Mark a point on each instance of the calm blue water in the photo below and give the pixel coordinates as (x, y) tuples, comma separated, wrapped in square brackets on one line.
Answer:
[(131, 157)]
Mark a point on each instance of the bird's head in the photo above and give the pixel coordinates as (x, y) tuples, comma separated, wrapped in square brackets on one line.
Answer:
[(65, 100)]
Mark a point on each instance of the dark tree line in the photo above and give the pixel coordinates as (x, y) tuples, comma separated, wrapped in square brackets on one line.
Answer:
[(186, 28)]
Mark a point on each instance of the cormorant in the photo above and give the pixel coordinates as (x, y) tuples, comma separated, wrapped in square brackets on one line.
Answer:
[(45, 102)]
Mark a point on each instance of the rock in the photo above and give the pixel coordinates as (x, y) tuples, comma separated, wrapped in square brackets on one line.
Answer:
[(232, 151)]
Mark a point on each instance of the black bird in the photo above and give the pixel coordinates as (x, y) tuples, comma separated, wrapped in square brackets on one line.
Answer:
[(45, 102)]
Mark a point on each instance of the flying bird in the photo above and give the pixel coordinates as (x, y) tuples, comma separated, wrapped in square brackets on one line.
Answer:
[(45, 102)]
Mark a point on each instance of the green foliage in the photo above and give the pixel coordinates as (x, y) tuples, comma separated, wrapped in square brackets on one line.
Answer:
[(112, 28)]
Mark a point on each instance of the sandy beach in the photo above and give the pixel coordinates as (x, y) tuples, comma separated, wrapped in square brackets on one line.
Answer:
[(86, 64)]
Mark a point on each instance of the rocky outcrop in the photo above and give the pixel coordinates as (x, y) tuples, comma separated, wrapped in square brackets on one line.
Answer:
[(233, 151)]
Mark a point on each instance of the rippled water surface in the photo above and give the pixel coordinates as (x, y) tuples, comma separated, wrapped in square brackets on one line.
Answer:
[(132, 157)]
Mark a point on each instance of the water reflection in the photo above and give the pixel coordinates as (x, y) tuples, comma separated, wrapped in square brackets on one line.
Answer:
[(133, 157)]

**Problem requirements:** Copy out every line of the material from its start through the line containing "[(65, 100)]", with both ends included, and add 86 to each coordinate in the answers while leaving all other text unchanged.

**Complete output:**
Mark a point on each instance of the calm blue water in the photo below and give the pixel coordinates as (x, y) tuples, comma separated, wrapped in square brackets on one line.
Answer:
[(217, 243)]
Mark a point on each instance of the bird's head in the photo above and give the pixel coordinates as (x, y) tuples, comma separated, wrapped in square brackets on one line.
Answer:
[(151, 186)]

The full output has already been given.